- Data to use:
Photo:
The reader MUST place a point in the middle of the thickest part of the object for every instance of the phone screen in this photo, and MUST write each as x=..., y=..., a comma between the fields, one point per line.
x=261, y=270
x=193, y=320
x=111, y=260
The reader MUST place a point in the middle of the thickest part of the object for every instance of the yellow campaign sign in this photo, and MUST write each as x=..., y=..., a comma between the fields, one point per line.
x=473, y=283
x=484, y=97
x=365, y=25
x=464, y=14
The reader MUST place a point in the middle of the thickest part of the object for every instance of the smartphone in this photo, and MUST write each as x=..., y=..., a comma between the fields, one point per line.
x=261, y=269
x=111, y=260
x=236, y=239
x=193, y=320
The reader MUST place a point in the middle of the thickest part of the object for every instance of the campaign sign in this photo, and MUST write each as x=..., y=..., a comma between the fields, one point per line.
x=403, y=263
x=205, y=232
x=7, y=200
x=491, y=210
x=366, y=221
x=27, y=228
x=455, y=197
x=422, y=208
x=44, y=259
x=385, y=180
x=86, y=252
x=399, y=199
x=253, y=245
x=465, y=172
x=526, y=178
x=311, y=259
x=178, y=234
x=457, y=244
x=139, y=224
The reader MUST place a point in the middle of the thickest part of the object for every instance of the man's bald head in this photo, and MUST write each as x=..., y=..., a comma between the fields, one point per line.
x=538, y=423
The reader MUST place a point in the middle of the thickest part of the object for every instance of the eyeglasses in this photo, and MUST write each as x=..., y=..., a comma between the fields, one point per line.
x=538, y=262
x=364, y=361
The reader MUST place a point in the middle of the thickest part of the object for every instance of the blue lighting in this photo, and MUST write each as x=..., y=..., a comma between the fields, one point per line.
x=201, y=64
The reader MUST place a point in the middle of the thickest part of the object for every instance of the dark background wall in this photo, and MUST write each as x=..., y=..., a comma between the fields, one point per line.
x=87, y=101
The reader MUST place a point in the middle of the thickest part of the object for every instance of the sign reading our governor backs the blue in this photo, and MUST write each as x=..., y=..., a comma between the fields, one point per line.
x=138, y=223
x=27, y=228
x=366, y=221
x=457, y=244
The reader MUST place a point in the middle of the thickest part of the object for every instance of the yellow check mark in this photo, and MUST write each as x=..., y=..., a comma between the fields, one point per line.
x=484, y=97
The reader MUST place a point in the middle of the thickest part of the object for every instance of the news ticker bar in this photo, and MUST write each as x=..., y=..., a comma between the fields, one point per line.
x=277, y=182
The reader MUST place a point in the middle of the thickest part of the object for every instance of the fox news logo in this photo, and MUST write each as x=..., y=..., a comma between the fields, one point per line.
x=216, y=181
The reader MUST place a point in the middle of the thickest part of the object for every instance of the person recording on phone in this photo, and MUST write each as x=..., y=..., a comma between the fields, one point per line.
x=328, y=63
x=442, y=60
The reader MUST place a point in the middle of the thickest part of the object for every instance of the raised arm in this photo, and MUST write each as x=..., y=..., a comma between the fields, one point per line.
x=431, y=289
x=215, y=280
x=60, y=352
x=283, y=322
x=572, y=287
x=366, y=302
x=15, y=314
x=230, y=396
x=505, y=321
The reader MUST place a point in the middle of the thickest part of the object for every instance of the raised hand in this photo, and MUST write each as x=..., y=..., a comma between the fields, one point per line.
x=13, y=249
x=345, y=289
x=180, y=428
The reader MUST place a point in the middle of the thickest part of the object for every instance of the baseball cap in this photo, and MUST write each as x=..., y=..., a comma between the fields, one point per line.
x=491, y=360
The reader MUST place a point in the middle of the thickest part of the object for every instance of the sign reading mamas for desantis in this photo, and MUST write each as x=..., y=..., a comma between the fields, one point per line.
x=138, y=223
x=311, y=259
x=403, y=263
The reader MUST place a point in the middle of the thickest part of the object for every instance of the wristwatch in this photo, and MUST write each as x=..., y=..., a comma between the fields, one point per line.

- Problem details: Quote verbatim everything in the material above from the line containing "of the baseball" down to the line containing "x=491, y=360", both lines included.

- Task response:
The reader MUST place a point in the middle of the thickest part of the object for every instance of the baseball cap in this photo, and MUST write each as x=..., y=..., a comma between the fields, one point per line.
x=491, y=360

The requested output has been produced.